Named-object pointing records:
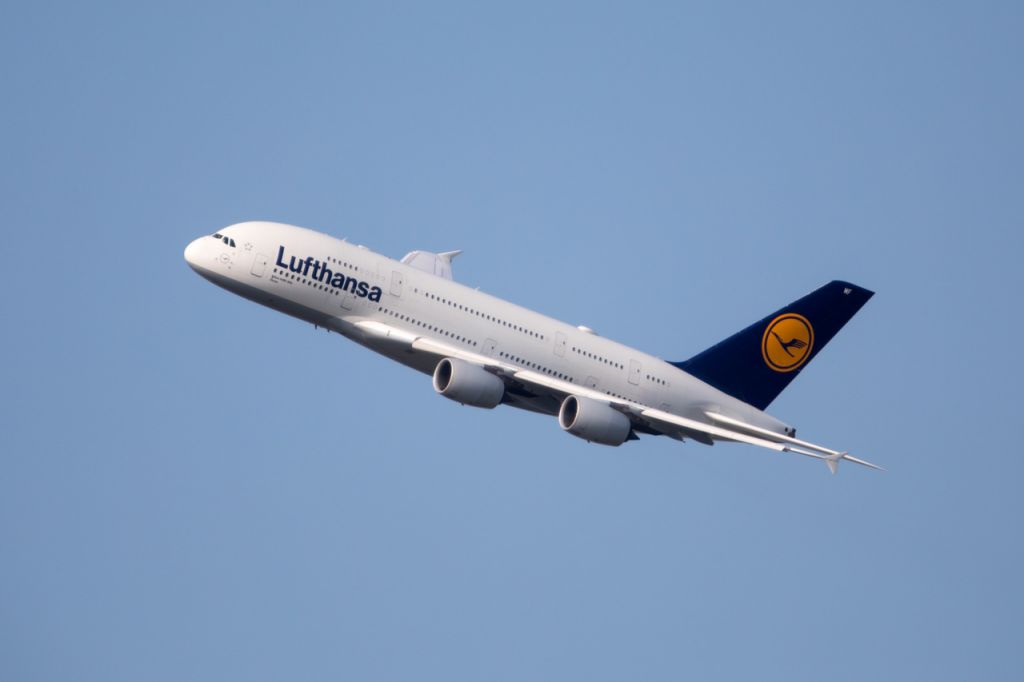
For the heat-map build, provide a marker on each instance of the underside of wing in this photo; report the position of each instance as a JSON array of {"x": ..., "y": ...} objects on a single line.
[{"x": 535, "y": 389}]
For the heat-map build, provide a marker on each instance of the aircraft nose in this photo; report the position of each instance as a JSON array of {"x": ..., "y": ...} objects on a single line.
[{"x": 193, "y": 252}]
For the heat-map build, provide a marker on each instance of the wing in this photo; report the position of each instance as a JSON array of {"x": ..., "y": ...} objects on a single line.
[{"x": 718, "y": 427}]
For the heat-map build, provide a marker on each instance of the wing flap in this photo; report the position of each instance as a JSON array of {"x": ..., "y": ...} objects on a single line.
[{"x": 726, "y": 428}]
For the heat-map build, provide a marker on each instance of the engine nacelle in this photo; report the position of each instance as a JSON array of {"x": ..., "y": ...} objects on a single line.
[
  {"x": 468, "y": 383},
  {"x": 594, "y": 421}
]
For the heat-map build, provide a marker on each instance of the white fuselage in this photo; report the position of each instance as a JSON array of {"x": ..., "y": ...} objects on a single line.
[{"x": 341, "y": 287}]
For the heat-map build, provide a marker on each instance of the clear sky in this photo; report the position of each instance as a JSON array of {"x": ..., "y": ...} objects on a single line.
[{"x": 195, "y": 487}]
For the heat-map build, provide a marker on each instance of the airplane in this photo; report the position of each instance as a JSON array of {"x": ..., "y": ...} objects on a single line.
[{"x": 483, "y": 351}]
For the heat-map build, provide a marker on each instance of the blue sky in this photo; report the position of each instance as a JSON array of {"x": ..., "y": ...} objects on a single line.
[{"x": 195, "y": 487}]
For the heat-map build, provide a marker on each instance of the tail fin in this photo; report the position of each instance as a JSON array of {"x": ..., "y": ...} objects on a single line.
[{"x": 757, "y": 364}]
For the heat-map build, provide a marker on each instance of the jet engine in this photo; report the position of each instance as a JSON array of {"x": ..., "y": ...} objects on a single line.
[
  {"x": 468, "y": 383},
  {"x": 594, "y": 421}
]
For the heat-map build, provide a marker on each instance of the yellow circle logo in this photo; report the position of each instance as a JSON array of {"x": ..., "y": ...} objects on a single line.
[{"x": 787, "y": 342}]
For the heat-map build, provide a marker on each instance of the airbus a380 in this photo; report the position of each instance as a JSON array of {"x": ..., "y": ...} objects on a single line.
[{"x": 483, "y": 351}]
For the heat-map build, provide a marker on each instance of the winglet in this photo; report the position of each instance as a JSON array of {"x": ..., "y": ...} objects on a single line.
[{"x": 834, "y": 460}]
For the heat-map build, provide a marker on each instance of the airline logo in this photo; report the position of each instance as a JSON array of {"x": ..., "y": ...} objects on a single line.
[
  {"x": 787, "y": 342},
  {"x": 310, "y": 267}
]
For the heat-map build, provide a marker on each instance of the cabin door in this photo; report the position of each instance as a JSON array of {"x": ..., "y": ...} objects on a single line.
[
  {"x": 560, "y": 341},
  {"x": 259, "y": 265},
  {"x": 635, "y": 373}
]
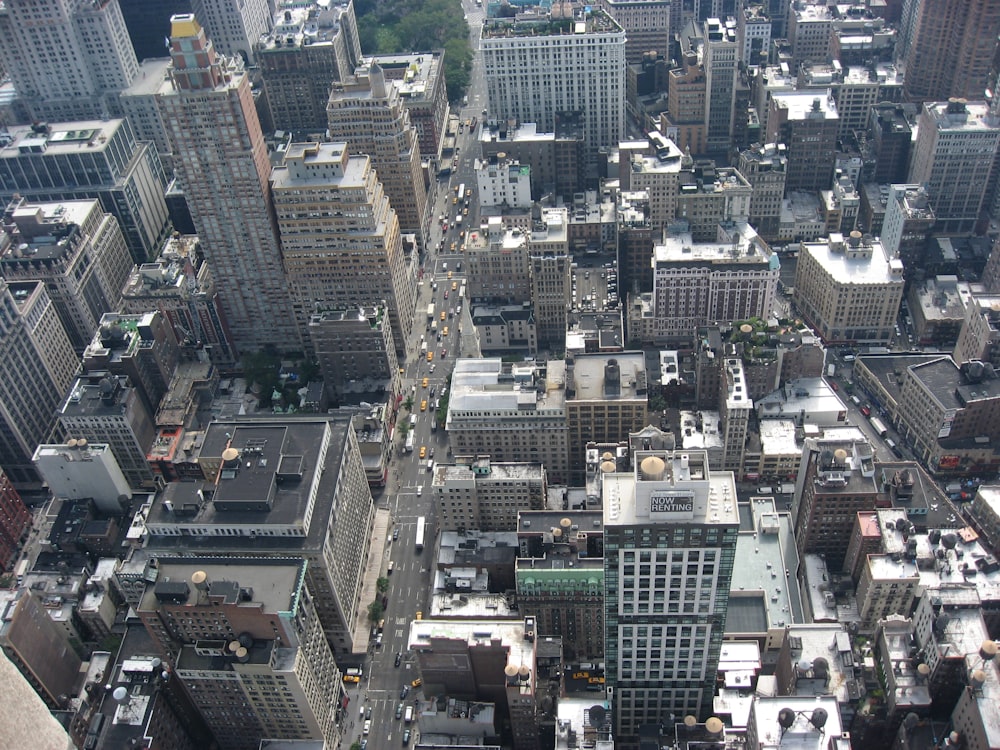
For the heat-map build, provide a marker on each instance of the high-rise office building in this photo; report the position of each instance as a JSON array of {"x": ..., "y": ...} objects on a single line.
[
  {"x": 234, "y": 28},
  {"x": 566, "y": 600},
  {"x": 646, "y": 24},
  {"x": 572, "y": 61},
  {"x": 77, "y": 250},
  {"x": 807, "y": 123},
  {"x": 340, "y": 236},
  {"x": 105, "y": 409},
  {"x": 367, "y": 112},
  {"x": 765, "y": 168},
  {"x": 670, "y": 531},
  {"x": 298, "y": 483},
  {"x": 37, "y": 367},
  {"x": 148, "y": 24},
  {"x": 309, "y": 48},
  {"x": 551, "y": 274},
  {"x": 68, "y": 59},
  {"x": 606, "y": 400},
  {"x": 529, "y": 401},
  {"x": 953, "y": 158},
  {"x": 951, "y": 47},
  {"x": 719, "y": 56},
  {"x": 37, "y": 646},
  {"x": 15, "y": 520},
  {"x": 221, "y": 162},
  {"x": 91, "y": 159},
  {"x": 849, "y": 289},
  {"x": 836, "y": 481},
  {"x": 698, "y": 283},
  {"x": 355, "y": 350},
  {"x": 179, "y": 284},
  {"x": 245, "y": 641}
]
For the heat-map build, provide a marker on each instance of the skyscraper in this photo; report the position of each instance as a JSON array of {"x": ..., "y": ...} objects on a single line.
[
  {"x": 68, "y": 59},
  {"x": 354, "y": 255},
  {"x": 235, "y": 27},
  {"x": 953, "y": 157},
  {"x": 572, "y": 61},
  {"x": 307, "y": 50},
  {"x": 367, "y": 113},
  {"x": 670, "y": 529},
  {"x": 951, "y": 48},
  {"x": 220, "y": 160},
  {"x": 36, "y": 368},
  {"x": 720, "y": 82}
]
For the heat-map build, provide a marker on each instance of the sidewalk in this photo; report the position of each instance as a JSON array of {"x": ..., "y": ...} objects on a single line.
[{"x": 369, "y": 579}]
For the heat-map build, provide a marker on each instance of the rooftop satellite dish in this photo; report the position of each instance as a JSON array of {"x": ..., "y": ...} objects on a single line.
[
  {"x": 597, "y": 715},
  {"x": 819, "y": 717},
  {"x": 786, "y": 717},
  {"x": 977, "y": 679},
  {"x": 988, "y": 650}
]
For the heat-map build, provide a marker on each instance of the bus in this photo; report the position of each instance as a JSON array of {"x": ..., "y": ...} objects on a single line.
[{"x": 419, "y": 542}]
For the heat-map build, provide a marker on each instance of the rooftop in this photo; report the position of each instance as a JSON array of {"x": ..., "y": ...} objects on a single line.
[
  {"x": 607, "y": 377},
  {"x": 276, "y": 493},
  {"x": 763, "y": 573},
  {"x": 801, "y": 734},
  {"x": 855, "y": 260},
  {"x": 806, "y": 105},
  {"x": 489, "y": 386},
  {"x": 64, "y": 138},
  {"x": 670, "y": 488},
  {"x": 536, "y": 23},
  {"x": 272, "y": 585},
  {"x": 745, "y": 246}
]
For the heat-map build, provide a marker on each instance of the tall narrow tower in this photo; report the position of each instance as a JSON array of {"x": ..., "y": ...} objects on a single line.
[
  {"x": 367, "y": 113},
  {"x": 951, "y": 48},
  {"x": 220, "y": 160},
  {"x": 670, "y": 529},
  {"x": 354, "y": 256}
]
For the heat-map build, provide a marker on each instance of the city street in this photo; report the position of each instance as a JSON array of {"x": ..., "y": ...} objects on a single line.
[{"x": 408, "y": 491}]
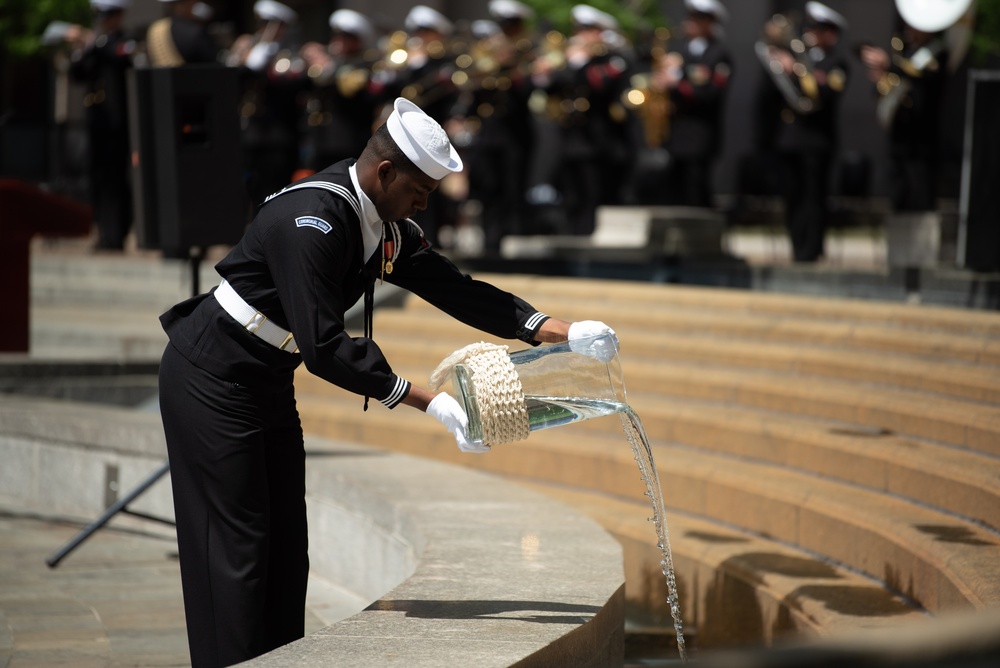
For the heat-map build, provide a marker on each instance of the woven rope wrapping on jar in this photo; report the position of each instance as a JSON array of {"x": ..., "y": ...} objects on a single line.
[{"x": 502, "y": 411}]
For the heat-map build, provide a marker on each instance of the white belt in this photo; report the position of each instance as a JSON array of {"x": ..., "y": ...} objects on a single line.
[{"x": 253, "y": 320}]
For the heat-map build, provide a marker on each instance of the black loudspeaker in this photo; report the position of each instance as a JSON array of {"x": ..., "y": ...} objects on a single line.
[
  {"x": 979, "y": 206},
  {"x": 188, "y": 177}
]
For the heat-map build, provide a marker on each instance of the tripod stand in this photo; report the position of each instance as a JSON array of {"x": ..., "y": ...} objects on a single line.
[{"x": 121, "y": 505}]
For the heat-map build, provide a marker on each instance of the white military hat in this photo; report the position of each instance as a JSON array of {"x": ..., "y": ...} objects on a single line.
[
  {"x": 203, "y": 11},
  {"x": 713, "y": 8},
  {"x": 422, "y": 16},
  {"x": 510, "y": 9},
  {"x": 269, "y": 10},
  {"x": 585, "y": 15},
  {"x": 483, "y": 28},
  {"x": 109, "y": 5},
  {"x": 355, "y": 23},
  {"x": 820, "y": 13},
  {"x": 422, "y": 140}
]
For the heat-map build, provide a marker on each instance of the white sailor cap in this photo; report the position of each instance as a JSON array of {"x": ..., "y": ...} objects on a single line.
[
  {"x": 110, "y": 5},
  {"x": 203, "y": 11},
  {"x": 928, "y": 16},
  {"x": 585, "y": 15},
  {"x": 713, "y": 8},
  {"x": 820, "y": 13},
  {"x": 482, "y": 28},
  {"x": 510, "y": 9},
  {"x": 422, "y": 140},
  {"x": 355, "y": 23},
  {"x": 269, "y": 10},
  {"x": 423, "y": 17}
]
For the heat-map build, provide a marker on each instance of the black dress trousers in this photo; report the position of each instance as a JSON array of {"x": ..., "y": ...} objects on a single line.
[{"x": 239, "y": 497}]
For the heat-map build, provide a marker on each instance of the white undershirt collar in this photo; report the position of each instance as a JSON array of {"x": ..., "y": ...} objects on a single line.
[{"x": 371, "y": 223}]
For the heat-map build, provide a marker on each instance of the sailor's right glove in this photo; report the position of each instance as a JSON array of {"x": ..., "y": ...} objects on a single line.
[
  {"x": 448, "y": 412},
  {"x": 593, "y": 338}
]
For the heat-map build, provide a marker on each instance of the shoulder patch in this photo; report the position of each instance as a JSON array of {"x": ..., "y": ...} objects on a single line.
[{"x": 313, "y": 221}]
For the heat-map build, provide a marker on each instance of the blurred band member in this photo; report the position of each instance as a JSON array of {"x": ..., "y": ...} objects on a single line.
[
  {"x": 343, "y": 101},
  {"x": 180, "y": 37},
  {"x": 806, "y": 134},
  {"x": 100, "y": 58},
  {"x": 697, "y": 77}
]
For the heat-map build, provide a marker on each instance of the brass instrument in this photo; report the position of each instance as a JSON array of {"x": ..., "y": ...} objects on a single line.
[
  {"x": 928, "y": 17},
  {"x": 781, "y": 34},
  {"x": 648, "y": 97}
]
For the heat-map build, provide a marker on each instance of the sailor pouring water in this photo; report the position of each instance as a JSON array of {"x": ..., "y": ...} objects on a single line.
[{"x": 227, "y": 399}]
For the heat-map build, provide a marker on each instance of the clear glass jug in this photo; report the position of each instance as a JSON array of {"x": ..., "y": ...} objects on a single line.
[{"x": 560, "y": 387}]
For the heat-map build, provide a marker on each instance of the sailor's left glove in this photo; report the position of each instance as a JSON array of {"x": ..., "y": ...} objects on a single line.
[
  {"x": 448, "y": 412},
  {"x": 593, "y": 338}
]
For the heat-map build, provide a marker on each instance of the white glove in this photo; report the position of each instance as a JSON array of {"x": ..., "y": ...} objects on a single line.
[
  {"x": 448, "y": 412},
  {"x": 593, "y": 338}
]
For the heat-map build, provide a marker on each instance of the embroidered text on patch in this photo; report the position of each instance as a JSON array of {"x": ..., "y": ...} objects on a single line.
[{"x": 313, "y": 221}]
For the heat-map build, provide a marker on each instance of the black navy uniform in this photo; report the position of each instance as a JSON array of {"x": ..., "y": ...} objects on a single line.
[
  {"x": 343, "y": 105},
  {"x": 501, "y": 134},
  {"x": 301, "y": 263},
  {"x": 696, "y": 119},
  {"x": 586, "y": 136},
  {"x": 807, "y": 143},
  {"x": 102, "y": 67},
  {"x": 915, "y": 127}
]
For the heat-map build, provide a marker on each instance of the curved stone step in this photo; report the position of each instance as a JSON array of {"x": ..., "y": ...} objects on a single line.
[
  {"x": 938, "y": 560},
  {"x": 775, "y": 590}
]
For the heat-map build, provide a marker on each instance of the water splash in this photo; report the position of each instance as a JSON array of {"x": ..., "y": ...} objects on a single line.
[
  {"x": 636, "y": 435},
  {"x": 552, "y": 411}
]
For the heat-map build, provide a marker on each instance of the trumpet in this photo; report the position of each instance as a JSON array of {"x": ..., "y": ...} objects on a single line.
[
  {"x": 780, "y": 40},
  {"x": 648, "y": 97}
]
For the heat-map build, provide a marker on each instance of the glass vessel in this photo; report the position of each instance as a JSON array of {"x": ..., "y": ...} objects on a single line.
[{"x": 560, "y": 386}]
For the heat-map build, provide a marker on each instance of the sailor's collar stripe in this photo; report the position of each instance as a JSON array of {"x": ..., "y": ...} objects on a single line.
[
  {"x": 335, "y": 188},
  {"x": 400, "y": 391}
]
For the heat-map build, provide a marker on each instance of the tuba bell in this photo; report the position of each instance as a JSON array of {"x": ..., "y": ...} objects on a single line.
[{"x": 928, "y": 16}]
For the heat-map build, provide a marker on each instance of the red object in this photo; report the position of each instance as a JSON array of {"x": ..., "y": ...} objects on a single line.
[{"x": 25, "y": 211}]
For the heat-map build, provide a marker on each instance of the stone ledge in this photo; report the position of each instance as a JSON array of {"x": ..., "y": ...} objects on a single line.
[
  {"x": 485, "y": 572},
  {"x": 503, "y": 575}
]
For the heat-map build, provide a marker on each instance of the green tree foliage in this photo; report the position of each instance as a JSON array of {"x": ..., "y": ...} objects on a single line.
[
  {"x": 634, "y": 16},
  {"x": 22, "y": 22},
  {"x": 985, "y": 48}
]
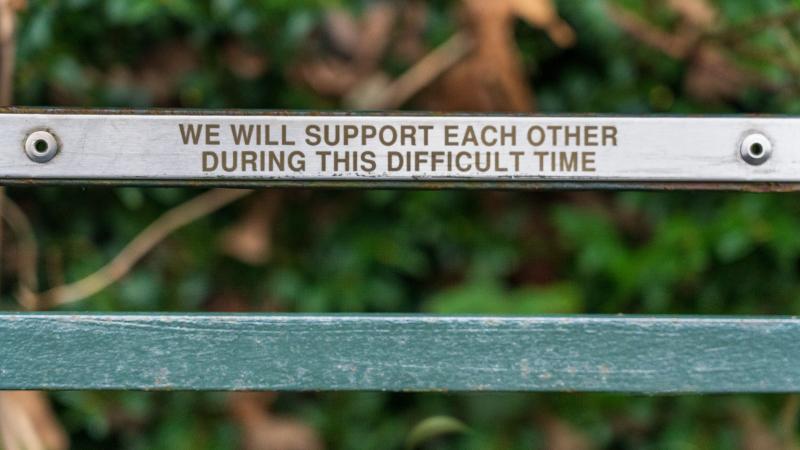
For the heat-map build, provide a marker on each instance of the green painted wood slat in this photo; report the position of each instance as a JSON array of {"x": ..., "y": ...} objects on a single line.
[{"x": 399, "y": 352}]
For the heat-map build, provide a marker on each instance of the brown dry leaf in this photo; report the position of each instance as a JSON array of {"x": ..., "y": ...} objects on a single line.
[
  {"x": 264, "y": 431},
  {"x": 354, "y": 48},
  {"x": 699, "y": 13},
  {"x": 493, "y": 77},
  {"x": 560, "y": 435},
  {"x": 27, "y": 422},
  {"x": 250, "y": 239},
  {"x": 542, "y": 14}
]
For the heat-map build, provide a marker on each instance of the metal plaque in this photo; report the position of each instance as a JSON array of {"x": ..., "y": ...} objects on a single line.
[{"x": 272, "y": 149}]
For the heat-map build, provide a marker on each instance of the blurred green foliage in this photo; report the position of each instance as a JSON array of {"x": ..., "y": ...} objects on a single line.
[{"x": 412, "y": 251}]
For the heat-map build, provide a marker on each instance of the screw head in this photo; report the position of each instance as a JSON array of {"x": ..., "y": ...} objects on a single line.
[
  {"x": 755, "y": 148},
  {"x": 41, "y": 146}
]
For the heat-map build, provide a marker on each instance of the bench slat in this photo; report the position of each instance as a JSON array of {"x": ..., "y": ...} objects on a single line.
[
  {"x": 398, "y": 352},
  {"x": 263, "y": 148}
]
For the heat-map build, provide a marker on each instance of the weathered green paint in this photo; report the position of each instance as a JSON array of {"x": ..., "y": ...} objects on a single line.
[{"x": 395, "y": 352}]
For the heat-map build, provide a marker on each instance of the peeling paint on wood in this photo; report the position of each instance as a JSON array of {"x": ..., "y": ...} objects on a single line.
[{"x": 399, "y": 353}]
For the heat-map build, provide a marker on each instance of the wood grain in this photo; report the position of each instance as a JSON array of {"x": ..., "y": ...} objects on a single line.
[{"x": 399, "y": 353}]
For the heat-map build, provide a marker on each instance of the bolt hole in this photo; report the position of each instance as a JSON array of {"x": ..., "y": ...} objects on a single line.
[
  {"x": 40, "y": 146},
  {"x": 756, "y": 150}
]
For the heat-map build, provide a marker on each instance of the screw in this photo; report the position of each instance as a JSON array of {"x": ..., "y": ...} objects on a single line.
[
  {"x": 41, "y": 146},
  {"x": 755, "y": 148}
]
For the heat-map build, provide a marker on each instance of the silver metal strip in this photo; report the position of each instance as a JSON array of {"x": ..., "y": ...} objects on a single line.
[{"x": 278, "y": 149}]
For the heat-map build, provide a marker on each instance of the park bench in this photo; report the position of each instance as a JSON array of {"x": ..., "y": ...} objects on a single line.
[{"x": 398, "y": 352}]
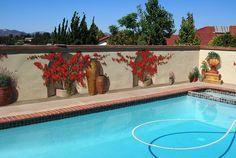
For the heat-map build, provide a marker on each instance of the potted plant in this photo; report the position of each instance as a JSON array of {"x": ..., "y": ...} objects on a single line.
[
  {"x": 190, "y": 76},
  {"x": 195, "y": 74},
  {"x": 213, "y": 60},
  {"x": 171, "y": 78},
  {"x": 8, "y": 92},
  {"x": 145, "y": 67},
  {"x": 64, "y": 71}
]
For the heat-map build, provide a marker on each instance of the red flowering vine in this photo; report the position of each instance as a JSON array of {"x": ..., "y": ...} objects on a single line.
[
  {"x": 65, "y": 71},
  {"x": 145, "y": 65},
  {"x": 3, "y": 56}
]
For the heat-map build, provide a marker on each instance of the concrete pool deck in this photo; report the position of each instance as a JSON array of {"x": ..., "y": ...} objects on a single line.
[{"x": 19, "y": 112}]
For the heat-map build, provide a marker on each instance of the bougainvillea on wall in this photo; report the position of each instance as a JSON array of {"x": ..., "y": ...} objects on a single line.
[
  {"x": 2, "y": 56},
  {"x": 146, "y": 66},
  {"x": 66, "y": 71}
]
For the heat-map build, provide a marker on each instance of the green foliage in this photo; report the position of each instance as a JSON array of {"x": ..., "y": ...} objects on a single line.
[
  {"x": 83, "y": 31},
  {"x": 74, "y": 29},
  {"x": 129, "y": 21},
  {"x": 204, "y": 66},
  {"x": 213, "y": 55},
  {"x": 123, "y": 37},
  {"x": 93, "y": 34},
  {"x": 8, "y": 40},
  {"x": 113, "y": 29},
  {"x": 157, "y": 23},
  {"x": 77, "y": 32},
  {"x": 151, "y": 26},
  {"x": 191, "y": 76},
  {"x": 7, "y": 78},
  {"x": 226, "y": 40},
  {"x": 196, "y": 72},
  {"x": 187, "y": 33},
  {"x": 41, "y": 39},
  {"x": 60, "y": 35}
]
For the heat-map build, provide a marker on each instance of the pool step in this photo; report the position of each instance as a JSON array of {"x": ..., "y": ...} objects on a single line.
[{"x": 211, "y": 97}]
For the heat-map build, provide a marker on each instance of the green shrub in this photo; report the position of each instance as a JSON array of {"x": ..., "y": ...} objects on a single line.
[
  {"x": 213, "y": 55},
  {"x": 7, "y": 78},
  {"x": 196, "y": 72}
]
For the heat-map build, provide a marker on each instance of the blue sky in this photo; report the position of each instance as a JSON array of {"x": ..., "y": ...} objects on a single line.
[{"x": 43, "y": 15}]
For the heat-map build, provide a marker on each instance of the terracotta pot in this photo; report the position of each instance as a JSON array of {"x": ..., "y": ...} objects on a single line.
[
  {"x": 214, "y": 62},
  {"x": 92, "y": 73},
  {"x": 195, "y": 79},
  {"x": 101, "y": 84},
  {"x": 6, "y": 95},
  {"x": 145, "y": 83}
]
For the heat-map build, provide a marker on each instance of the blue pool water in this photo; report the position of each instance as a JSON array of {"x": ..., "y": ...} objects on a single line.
[
  {"x": 109, "y": 134},
  {"x": 221, "y": 95}
]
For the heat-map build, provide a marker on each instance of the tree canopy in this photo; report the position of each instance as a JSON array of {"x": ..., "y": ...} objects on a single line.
[
  {"x": 226, "y": 40},
  {"x": 77, "y": 32},
  {"x": 150, "y": 26},
  {"x": 187, "y": 33}
]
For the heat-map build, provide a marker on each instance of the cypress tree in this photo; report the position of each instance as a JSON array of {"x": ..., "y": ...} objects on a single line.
[
  {"x": 83, "y": 31},
  {"x": 187, "y": 33},
  {"x": 93, "y": 34},
  {"x": 74, "y": 29},
  {"x": 157, "y": 23}
]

■ EXERCISE: Print nothing but the lines from the line with "of the tree" to the last line of the records above. Both of those lines count.

■ RESPONSE FOR THIS EXERCISE:
For the heat-map build, provide a marker on each instance of the tree canopy in this photo; report the position of each instance as a JSON array of {"x": ..., "y": ...} objects on a single line.
[
  {"x": 226, "y": 40},
  {"x": 77, "y": 32},
  {"x": 150, "y": 26},
  {"x": 187, "y": 33}
]
For the heat-map build, provide a marker on each instance of the cypress tree in this photo; report the position of each instance as a JSON array of {"x": ..., "y": ...} objects on a single line.
[
  {"x": 83, "y": 31},
  {"x": 187, "y": 33},
  {"x": 93, "y": 34},
  {"x": 74, "y": 29},
  {"x": 157, "y": 23}
]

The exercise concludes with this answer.